- [Written instruction] Write each record again exactly as it stands.

- [Supplied records]
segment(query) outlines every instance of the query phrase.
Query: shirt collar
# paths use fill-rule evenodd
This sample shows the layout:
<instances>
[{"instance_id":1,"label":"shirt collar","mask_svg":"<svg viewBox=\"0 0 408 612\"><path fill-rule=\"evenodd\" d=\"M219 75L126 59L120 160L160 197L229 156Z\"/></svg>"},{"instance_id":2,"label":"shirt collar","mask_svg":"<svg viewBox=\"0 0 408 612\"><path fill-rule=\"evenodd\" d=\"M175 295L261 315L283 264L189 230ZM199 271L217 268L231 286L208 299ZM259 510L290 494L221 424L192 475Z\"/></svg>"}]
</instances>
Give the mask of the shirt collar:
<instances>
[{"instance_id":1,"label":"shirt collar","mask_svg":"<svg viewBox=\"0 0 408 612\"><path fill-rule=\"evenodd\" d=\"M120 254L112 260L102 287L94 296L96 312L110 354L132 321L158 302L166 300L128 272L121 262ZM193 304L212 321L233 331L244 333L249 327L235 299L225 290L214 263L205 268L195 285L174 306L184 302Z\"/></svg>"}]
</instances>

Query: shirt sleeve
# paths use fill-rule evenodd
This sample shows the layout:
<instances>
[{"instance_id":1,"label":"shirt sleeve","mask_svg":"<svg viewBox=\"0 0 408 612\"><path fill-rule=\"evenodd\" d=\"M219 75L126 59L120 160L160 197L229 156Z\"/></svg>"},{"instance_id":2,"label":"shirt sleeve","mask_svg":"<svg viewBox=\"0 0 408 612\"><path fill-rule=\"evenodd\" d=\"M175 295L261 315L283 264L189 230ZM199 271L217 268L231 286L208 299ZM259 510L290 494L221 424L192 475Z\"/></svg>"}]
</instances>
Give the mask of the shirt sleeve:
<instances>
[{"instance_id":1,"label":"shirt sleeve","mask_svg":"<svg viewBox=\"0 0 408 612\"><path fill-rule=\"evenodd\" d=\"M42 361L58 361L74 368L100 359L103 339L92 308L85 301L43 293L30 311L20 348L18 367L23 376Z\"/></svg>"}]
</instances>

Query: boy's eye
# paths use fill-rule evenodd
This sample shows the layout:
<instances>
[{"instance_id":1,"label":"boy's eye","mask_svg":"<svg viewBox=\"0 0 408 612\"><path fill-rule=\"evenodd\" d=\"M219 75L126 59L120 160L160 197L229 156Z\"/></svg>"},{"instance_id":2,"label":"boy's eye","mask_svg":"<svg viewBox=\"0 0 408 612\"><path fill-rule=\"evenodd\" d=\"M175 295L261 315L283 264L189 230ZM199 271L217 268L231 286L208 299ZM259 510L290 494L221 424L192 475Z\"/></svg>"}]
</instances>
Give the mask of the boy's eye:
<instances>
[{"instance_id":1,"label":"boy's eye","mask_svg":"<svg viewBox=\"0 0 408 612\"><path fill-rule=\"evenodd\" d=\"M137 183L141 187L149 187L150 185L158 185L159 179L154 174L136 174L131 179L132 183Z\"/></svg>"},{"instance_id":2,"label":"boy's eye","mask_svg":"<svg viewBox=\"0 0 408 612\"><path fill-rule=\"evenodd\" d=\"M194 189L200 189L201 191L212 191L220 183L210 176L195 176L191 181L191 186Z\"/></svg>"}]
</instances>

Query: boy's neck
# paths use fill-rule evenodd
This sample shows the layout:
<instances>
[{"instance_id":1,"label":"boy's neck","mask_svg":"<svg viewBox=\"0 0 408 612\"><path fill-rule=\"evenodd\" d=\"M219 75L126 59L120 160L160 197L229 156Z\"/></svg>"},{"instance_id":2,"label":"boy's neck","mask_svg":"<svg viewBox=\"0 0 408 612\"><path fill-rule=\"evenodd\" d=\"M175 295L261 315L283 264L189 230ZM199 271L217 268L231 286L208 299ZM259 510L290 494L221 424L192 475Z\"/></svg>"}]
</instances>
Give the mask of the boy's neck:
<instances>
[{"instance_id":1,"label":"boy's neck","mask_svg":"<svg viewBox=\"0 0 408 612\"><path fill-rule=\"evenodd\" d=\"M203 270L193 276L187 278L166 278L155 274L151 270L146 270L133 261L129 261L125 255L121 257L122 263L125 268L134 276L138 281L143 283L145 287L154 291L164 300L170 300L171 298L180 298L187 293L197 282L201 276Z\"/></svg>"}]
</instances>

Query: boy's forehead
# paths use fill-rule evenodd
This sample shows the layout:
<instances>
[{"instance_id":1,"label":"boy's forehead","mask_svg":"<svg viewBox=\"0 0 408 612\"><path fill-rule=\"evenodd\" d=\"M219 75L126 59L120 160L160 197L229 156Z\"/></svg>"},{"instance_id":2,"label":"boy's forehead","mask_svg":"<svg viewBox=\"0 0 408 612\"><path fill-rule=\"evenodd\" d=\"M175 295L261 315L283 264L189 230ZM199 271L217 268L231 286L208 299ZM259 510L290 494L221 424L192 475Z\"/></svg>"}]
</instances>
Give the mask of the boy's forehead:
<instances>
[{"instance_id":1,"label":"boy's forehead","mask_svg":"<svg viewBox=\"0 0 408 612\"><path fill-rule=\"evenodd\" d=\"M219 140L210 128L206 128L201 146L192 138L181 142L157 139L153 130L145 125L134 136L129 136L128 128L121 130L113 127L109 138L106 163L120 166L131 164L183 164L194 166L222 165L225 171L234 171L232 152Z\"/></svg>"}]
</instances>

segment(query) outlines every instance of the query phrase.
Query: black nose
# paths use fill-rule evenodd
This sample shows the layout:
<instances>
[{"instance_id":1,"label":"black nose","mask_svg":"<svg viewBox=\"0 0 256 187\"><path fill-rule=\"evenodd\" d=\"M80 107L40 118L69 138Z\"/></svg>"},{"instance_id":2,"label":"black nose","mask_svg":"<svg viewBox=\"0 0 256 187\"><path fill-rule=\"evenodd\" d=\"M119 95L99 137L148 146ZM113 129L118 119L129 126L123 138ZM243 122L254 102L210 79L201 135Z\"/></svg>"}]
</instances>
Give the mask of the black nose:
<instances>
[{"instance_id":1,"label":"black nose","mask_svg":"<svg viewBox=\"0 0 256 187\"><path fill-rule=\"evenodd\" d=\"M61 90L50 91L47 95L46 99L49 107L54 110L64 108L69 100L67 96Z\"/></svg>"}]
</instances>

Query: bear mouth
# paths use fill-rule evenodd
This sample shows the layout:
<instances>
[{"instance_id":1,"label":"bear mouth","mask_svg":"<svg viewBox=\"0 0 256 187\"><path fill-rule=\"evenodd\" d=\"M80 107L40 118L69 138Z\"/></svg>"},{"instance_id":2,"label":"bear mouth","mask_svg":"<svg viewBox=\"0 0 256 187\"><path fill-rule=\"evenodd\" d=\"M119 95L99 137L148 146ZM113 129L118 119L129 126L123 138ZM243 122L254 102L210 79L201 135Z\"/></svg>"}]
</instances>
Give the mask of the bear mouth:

- [Response below]
segment(query) outlines every instance of the query phrase.
Query: shirt collar
# paths use fill-rule evenodd
This sample shows the layout:
<instances>
[{"instance_id":1,"label":"shirt collar","mask_svg":"<svg viewBox=\"0 0 408 612\"><path fill-rule=\"evenodd\" d=\"M219 75L126 59L120 160L160 197L229 156Z\"/></svg>"},{"instance_id":2,"label":"shirt collar","mask_svg":"<svg viewBox=\"0 0 408 612\"><path fill-rule=\"evenodd\" d=\"M175 295L261 315L283 264L189 230ZM199 271L217 268L231 286L208 299ZM259 510L290 494L221 424L192 475Z\"/></svg>"}]
</instances>
Give the mask of the shirt collar:
<instances>
[{"instance_id":1,"label":"shirt collar","mask_svg":"<svg viewBox=\"0 0 408 612\"><path fill-rule=\"evenodd\" d=\"M120 254L112 260L102 287L94 296L96 312L110 354L132 321L158 302L166 300L128 272L121 262ZM193 304L212 321L233 331L244 333L249 327L235 299L225 290L214 263L205 268L195 285L174 306L184 302Z\"/></svg>"}]
</instances>

Query: shirt sleeve
# paths use fill-rule evenodd
This sample shows the layout:
<instances>
[{"instance_id":1,"label":"shirt sleeve","mask_svg":"<svg viewBox=\"0 0 408 612\"><path fill-rule=\"evenodd\" d=\"M219 75L126 59L120 160L160 197L229 156Z\"/></svg>"},{"instance_id":2,"label":"shirt sleeve","mask_svg":"<svg viewBox=\"0 0 408 612\"><path fill-rule=\"evenodd\" d=\"M175 295L261 315L283 264L189 230ZM199 271L217 268L231 286L208 299ZM259 510L290 494L221 424L192 475Z\"/></svg>"}]
</instances>
Give the mask of the shirt sleeve:
<instances>
[{"instance_id":1,"label":"shirt sleeve","mask_svg":"<svg viewBox=\"0 0 408 612\"><path fill-rule=\"evenodd\" d=\"M42 361L58 361L74 368L100 359L103 339L92 308L85 301L43 293L30 311L20 348L18 367L23 376Z\"/></svg>"}]
</instances>

Query: boy's eye
# paths use fill-rule evenodd
This sample shows the layout:
<instances>
[{"instance_id":1,"label":"boy's eye","mask_svg":"<svg viewBox=\"0 0 408 612\"><path fill-rule=\"evenodd\" d=\"M219 75L126 59L120 160L160 197L229 156Z\"/></svg>"},{"instance_id":2,"label":"boy's eye","mask_svg":"<svg viewBox=\"0 0 408 612\"><path fill-rule=\"evenodd\" d=\"M175 295L261 315L283 264L189 230ZM199 271L217 268L231 286L208 299ZM259 510L290 494L221 424L192 475Z\"/></svg>"}]
</instances>
Give the mask of the boy's eye:
<instances>
[{"instance_id":1,"label":"boy's eye","mask_svg":"<svg viewBox=\"0 0 408 612\"><path fill-rule=\"evenodd\" d=\"M137 183L141 187L149 187L150 185L158 185L159 179L154 174L136 174L131 179L132 183Z\"/></svg>"},{"instance_id":2,"label":"boy's eye","mask_svg":"<svg viewBox=\"0 0 408 612\"><path fill-rule=\"evenodd\" d=\"M194 189L200 189L201 191L212 191L220 183L210 176L195 176L191 181L191 186Z\"/></svg>"}]
</instances>

Query: boy's neck
# paths use fill-rule evenodd
This sample shows the layout:
<instances>
[{"instance_id":1,"label":"boy's neck","mask_svg":"<svg viewBox=\"0 0 408 612\"><path fill-rule=\"evenodd\" d=\"M219 75L126 59L120 160L160 197L229 156Z\"/></svg>"},{"instance_id":2,"label":"boy's neck","mask_svg":"<svg viewBox=\"0 0 408 612\"><path fill-rule=\"evenodd\" d=\"M175 295L261 315L283 264L189 230ZM199 271L217 268L231 286L208 299ZM259 510L290 494L221 424L192 475Z\"/></svg>"}]
</instances>
Give the mask of the boy's neck:
<instances>
[{"instance_id":1,"label":"boy's neck","mask_svg":"<svg viewBox=\"0 0 408 612\"><path fill-rule=\"evenodd\" d=\"M203 270L193 276L187 278L166 278L155 274L151 270L146 270L133 261L129 261L125 255L121 257L122 263L125 268L134 276L138 281L143 283L145 287L154 291L164 300L170 300L171 298L180 298L187 293L197 282L201 276Z\"/></svg>"}]
</instances>

Query: boy's forehead
# paths use fill-rule evenodd
This sample shows the layout:
<instances>
[{"instance_id":1,"label":"boy's forehead","mask_svg":"<svg viewBox=\"0 0 408 612\"><path fill-rule=\"evenodd\" d=\"M219 75L126 59L120 160L160 197L229 156Z\"/></svg>"},{"instance_id":2,"label":"boy's forehead","mask_svg":"<svg viewBox=\"0 0 408 612\"><path fill-rule=\"evenodd\" d=\"M175 295L261 315L283 264L189 230ZM199 271L217 268L231 286L208 299ZM259 510L290 494L221 424L192 475Z\"/></svg>"}]
</instances>
Give the mask of the boy's forehead:
<instances>
[{"instance_id":1,"label":"boy's forehead","mask_svg":"<svg viewBox=\"0 0 408 612\"><path fill-rule=\"evenodd\" d=\"M219 140L210 128L206 128L201 146L192 138L181 142L157 139L153 130L145 125L134 136L129 136L128 128L121 130L113 127L109 138L106 163L120 166L131 164L183 164L194 166L222 165L225 171L234 171L232 152Z\"/></svg>"}]
</instances>

segment(query) outlines every instance of the query phrase.
Query: black nose
# paths use fill-rule evenodd
This sample shows the layout:
<instances>
[{"instance_id":1,"label":"black nose","mask_svg":"<svg viewBox=\"0 0 256 187\"><path fill-rule=\"evenodd\" d=\"M80 107L40 118L69 138Z\"/></svg>"},{"instance_id":2,"label":"black nose","mask_svg":"<svg viewBox=\"0 0 256 187\"><path fill-rule=\"evenodd\" d=\"M119 95L99 137L148 146ZM113 129L118 119L129 126L123 138ZM243 122L254 102L210 79L201 135Z\"/></svg>"}]
</instances>
Give the mask of the black nose:
<instances>
[{"instance_id":1,"label":"black nose","mask_svg":"<svg viewBox=\"0 0 256 187\"><path fill-rule=\"evenodd\" d=\"M61 90L50 91L47 95L46 99L49 107L54 110L64 108L69 100L67 96Z\"/></svg>"}]
</instances>

Query: bear mouth
# paths use fill-rule evenodd
This sample shows the layout:
<instances>
[{"instance_id":1,"label":"bear mouth","mask_svg":"<svg viewBox=\"0 0 256 187\"><path fill-rule=\"evenodd\" d=\"M80 107L40 118L69 138Z\"/></svg>"},{"instance_id":2,"label":"bear mouth","mask_svg":"<svg viewBox=\"0 0 256 187\"><path fill-rule=\"evenodd\" d=\"M119 95L99 137L148 146ZM113 129L118 119L129 126L123 138ZM243 122L254 102L210 79L201 135Z\"/></svg>"}]
</instances>
Give the mask of the bear mouth:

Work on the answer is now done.